Brief -> Copy the material below line for line without any changes, and leave out the pictures.

Record set start

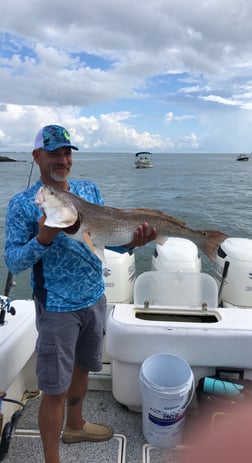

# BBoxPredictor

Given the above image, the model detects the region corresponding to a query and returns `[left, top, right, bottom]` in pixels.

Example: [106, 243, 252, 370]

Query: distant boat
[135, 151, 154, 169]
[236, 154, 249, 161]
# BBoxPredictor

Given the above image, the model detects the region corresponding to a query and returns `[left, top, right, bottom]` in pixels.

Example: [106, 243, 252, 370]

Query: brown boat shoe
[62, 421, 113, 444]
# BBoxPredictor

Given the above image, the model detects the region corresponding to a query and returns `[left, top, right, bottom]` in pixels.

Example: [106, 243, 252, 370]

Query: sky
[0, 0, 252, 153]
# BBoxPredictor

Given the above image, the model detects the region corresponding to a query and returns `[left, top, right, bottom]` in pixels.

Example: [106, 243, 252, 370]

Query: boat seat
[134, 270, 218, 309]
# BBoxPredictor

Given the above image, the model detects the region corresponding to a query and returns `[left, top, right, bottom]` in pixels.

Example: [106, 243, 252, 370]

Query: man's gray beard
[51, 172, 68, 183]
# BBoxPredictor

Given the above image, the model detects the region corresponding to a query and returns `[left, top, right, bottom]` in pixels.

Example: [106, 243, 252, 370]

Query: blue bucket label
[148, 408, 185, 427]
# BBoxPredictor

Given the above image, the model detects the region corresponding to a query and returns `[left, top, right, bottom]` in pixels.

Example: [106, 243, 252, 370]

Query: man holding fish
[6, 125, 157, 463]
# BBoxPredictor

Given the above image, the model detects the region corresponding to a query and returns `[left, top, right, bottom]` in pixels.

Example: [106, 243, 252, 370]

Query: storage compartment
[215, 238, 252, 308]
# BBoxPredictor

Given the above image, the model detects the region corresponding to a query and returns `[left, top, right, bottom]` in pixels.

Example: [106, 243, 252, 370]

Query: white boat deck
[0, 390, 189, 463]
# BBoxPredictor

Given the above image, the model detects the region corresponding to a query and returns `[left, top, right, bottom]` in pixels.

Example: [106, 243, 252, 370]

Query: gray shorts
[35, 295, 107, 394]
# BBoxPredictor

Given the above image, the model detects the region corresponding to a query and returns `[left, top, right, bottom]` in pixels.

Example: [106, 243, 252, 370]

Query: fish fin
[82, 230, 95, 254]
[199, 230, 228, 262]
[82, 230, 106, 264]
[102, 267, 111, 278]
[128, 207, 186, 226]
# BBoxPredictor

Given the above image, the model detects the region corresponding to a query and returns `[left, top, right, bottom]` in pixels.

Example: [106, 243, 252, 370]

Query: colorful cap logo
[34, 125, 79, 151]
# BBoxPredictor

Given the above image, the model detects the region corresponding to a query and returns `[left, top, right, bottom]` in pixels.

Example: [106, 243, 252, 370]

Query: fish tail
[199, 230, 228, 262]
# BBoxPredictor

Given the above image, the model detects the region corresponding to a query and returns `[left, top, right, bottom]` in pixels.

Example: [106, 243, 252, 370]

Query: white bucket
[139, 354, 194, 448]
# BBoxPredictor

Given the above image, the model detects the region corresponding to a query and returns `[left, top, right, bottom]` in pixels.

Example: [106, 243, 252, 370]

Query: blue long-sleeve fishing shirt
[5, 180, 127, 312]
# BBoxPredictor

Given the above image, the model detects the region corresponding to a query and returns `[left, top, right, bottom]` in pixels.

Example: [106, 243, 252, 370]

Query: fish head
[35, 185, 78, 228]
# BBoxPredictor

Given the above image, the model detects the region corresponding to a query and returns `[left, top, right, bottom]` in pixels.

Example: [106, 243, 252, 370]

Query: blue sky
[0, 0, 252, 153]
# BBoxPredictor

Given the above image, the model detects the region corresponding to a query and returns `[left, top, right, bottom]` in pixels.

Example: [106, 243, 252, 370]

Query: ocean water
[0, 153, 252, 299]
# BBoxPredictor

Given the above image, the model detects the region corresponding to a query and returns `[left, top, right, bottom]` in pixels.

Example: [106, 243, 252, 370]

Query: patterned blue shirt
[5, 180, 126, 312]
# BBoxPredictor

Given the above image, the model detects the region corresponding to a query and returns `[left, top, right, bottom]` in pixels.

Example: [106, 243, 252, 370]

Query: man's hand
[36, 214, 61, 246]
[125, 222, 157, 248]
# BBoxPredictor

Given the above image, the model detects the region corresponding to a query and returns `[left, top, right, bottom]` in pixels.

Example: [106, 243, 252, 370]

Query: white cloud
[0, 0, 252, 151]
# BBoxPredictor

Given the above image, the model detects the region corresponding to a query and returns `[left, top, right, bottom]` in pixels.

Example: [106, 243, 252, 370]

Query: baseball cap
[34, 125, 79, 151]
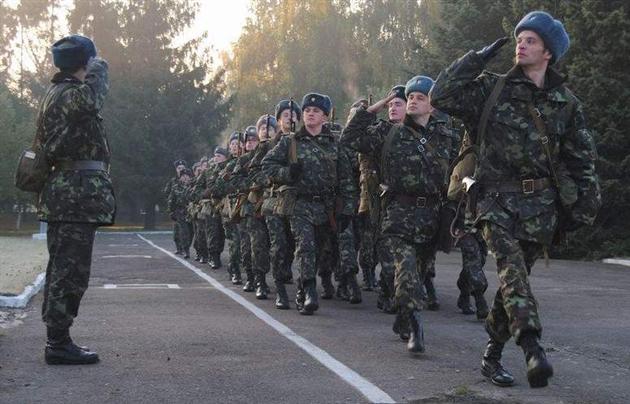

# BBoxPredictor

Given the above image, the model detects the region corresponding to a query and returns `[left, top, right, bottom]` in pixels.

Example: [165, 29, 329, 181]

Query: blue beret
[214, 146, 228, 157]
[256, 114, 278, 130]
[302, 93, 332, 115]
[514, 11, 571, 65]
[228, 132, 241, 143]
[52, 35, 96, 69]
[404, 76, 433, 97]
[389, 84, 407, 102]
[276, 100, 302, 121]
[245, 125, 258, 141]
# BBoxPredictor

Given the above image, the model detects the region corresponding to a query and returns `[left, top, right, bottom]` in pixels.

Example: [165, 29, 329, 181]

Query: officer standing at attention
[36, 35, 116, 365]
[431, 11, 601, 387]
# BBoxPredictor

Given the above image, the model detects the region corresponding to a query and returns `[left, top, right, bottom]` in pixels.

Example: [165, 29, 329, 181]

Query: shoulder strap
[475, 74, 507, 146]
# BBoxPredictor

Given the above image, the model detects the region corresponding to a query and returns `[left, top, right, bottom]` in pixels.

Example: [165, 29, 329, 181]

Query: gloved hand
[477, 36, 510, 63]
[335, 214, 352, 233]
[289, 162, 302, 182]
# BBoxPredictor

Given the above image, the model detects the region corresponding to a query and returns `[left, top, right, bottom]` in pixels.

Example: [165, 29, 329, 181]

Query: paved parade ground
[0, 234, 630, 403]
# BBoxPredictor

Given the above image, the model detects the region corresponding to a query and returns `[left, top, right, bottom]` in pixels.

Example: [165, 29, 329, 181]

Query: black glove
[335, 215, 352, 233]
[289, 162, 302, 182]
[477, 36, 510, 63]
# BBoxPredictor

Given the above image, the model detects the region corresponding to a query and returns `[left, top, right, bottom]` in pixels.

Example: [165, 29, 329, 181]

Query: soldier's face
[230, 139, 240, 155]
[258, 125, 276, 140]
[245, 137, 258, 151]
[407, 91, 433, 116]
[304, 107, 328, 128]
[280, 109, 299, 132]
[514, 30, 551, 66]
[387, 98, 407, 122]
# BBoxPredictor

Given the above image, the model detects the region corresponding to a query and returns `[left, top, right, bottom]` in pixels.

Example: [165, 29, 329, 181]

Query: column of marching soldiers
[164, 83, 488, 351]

Record set end

Written response ->
# BBoxPredictor

Given the above image, the model detects the region corresponding to a query and returns `[left, top, right, bottom]` in pixels.

Example: [106, 243, 252, 370]

Query: distant boat
[135, 151, 154, 169]
[236, 154, 249, 161]
# BBoxPredictor

Given the above image, the model detects the region corresponding to a query and returns `[left, top, right, bottom]` in pixels.

Example: [106, 243, 252, 370]

Query: brown boat shoe
[62, 421, 113, 444]
# BBoxPredictor

Given the above image, the model detects the region corresponding to a query and returns `[left, top, right, bottom]` in pixels.

Example: [106, 243, 252, 370]

Query: sky
[0, 0, 252, 153]
# BBoxPredictor

Given the above image, the model detects the region corresponding to a query and returns `[left, top, right, bottom]` in pixels.

Example: [106, 243, 252, 370]

Query: boat seat
[134, 270, 218, 309]
# BBoxPredictor

Given the above image, the model detects the region corresponding to a query and returns `[left, top, right, bottom]` in pixels.

Example: [106, 243, 252, 370]

Query: man's gray beard
[51, 172, 68, 183]
# BBoxPredictor

Given the above image, the model detects the region corresponding to a query and returns `[left, top, right, bottom]` in pixels.

Example: [106, 243, 252, 370]

Query: blue bucket label
[148, 408, 185, 427]
# BBoxPredictor

Given the above image, the model detects the region corresponding to a query and returns `[left, top, right, bottom]` in pixels.

Example: [106, 243, 252, 370]

Query: man holding fish
[6, 125, 157, 463]
# BBoxPredictor

Given the above image, the model detects the region corresponding to a query and returns `[left, top, right, bottom]` in pixels.

Example: [106, 243, 252, 370]

Query: storage compartment
[215, 238, 252, 308]
# BBoxPredictor

Given the above image, the model detects the region corresponding to a query and returns `[left, top, right, bottom]` in pixels.

Example: [106, 243, 252, 370]

Query: white boat deck
[0, 390, 189, 463]
# BBoxPredictor

Given the above image, the model detects the region corresponding to a query and returns `[left, top, right, bottom]` in pixels.

Example: [106, 243, 252, 370]

Query: gray shorts
[35, 295, 107, 394]
# BBoxPredictor

Given the above image, the model detects the region corresponding to a query and returns `[left, top, right, bottom]` in pixels.

Example: [106, 243, 252, 370]

Query: fish fin
[82, 230, 95, 254]
[199, 230, 228, 262]
[82, 230, 106, 264]
[102, 267, 111, 278]
[128, 207, 186, 226]
# BBoxPredictor

Given the above image, the model detects the region corresponding to a query and returns `[left, top, right, bottom]` in pixels.

Example: [106, 243, 252, 370]

Query: colorful cap logo
[34, 125, 79, 151]
# BBoxPredictor

Given the above image, the model detects the region corresponding to a query and returns `[left, top, right, bottom]` in pixels.

Example: [106, 243, 252, 370]

Query: fish tail
[199, 230, 228, 262]
# BBoxPredictor

Given the above image, the model detects the region corresponding to a query and returns `[left, top, right, bottom]` in pixels.

Example: [106, 243, 252, 370]

Query: white bucket
[139, 354, 194, 448]
# BBoxPredictor

Given the above image, the model detects the region corresponding to a query and returns `[left, top, right, bottom]` in pixels.

Example: [106, 243, 252, 370]

Query: blue long-sleeve fishing shirt
[5, 180, 127, 312]
# BBoxPredictor

Given the above image, the model detects the region corresponding to a query and returns `[left, top, right, bottom]` in pixels.

Example: [106, 243, 252, 370]

Query: fish head
[35, 185, 78, 228]
# BBoxPredictor

Given the above image, the model detects the region corresponding to a query and returns `[left, top, right, bottom]` in pixels.

Example: [106, 243, 252, 370]

Query: blue sky
[0, 0, 252, 153]
# BBoxPredictor

Given the above image, the model detects the region corresponding to a query and returns `[left, top, right, bottom]` in pixels.

Example: [106, 243, 252, 370]

Query: ocean water
[0, 153, 252, 299]
# BBoxPredictor

Given the above image, the model detects the region corresponding to a query and returns `[left, top, right, bottom]` in pixels.

Example: [106, 243, 252, 370]

Query: patterned blue shirt
[5, 180, 126, 312]
# BBoxPredictor

Given the above image, the model detects the region corresponding to a query and returns `[left, top, right, bottom]` in pixels.

Example: [106, 243, 252, 370]

Query: man's hand
[36, 214, 61, 246]
[125, 222, 157, 248]
# BBoxPredictor

Given the above image, the model detects the region corresponding to a query and returns `[left, top, right, bottom]` in pixels.

Example: [106, 243, 252, 370]

Query: white cloud
[0, 0, 252, 151]
# BBoxPredictor

Given the above image, the model detects the region corresponding to a query and returns `[left, top, right, bottom]` in pixels.

Example: [106, 243, 252, 370]

Query: baseball cap
[34, 125, 79, 151]

# BBoxPredictor

Given the above image, the model detects the region corresponding to a query and returns `[left, top, right, bottom]` in pixels.

Example: [165, 29, 329, 181]

Query: blue beret
[214, 146, 228, 157]
[256, 114, 278, 130]
[302, 93, 332, 115]
[514, 11, 571, 65]
[228, 132, 241, 143]
[52, 35, 96, 69]
[404, 76, 433, 97]
[389, 84, 407, 102]
[276, 100, 302, 121]
[245, 125, 258, 141]
# BBoxPredictor

Given the above image, the model detects the region corresponding to a query and returns `[left, top, right, bottom]` in pixels.

Example: [165, 29, 329, 181]

Query: officer standing at attention
[36, 35, 116, 365]
[431, 11, 601, 387]
# BBoxPredictor

Given the above image, the model detects the region corresponding to a query and returns `[left, top, right, bottom]` in pixels.

Example: [165, 29, 329, 181]

Query: shoulder strap
[475, 74, 507, 146]
# BBoxPredictor

Given the above image, the model detects the region corresponding to a query and returns `[left, top, right, bottom]` in pixels.

Example: [165, 29, 329, 181]

Query: gloved hand
[477, 36, 510, 63]
[335, 214, 352, 233]
[289, 162, 302, 182]
# BBoxPredictor

Given the above image, the model detects the region corresponding to a query and returns `[left, top, right, bottom]` in pixels.

Example: [165, 29, 329, 181]

Query: paved parade ground
[0, 234, 630, 403]
# BBoxPredictor

Given the above image, the model detects the region corresponding to a query and returns `[left, top, right, bottom]` in pixels.

Example: [165, 29, 329, 181]

Query: black glove
[335, 215, 352, 233]
[289, 162, 302, 182]
[477, 36, 510, 63]
# BBoxPredictor

Given the above image, the model detects the region corresponding to a query and returns `[left, top, right, bottom]` in pixels.

Example: [165, 29, 329, 181]

Query: soldier's face
[230, 139, 240, 155]
[258, 125, 276, 140]
[245, 137, 258, 151]
[407, 91, 433, 116]
[304, 107, 328, 128]
[280, 109, 299, 132]
[514, 30, 551, 66]
[387, 98, 407, 122]
# BBoxPredictor

Given the above image, the model detects the region corresponding to a query and returns `[left, top, right, bottom]` in pixels.

Example: [165, 29, 329, 181]

Query: column of marching soldiers
[164, 83, 488, 351]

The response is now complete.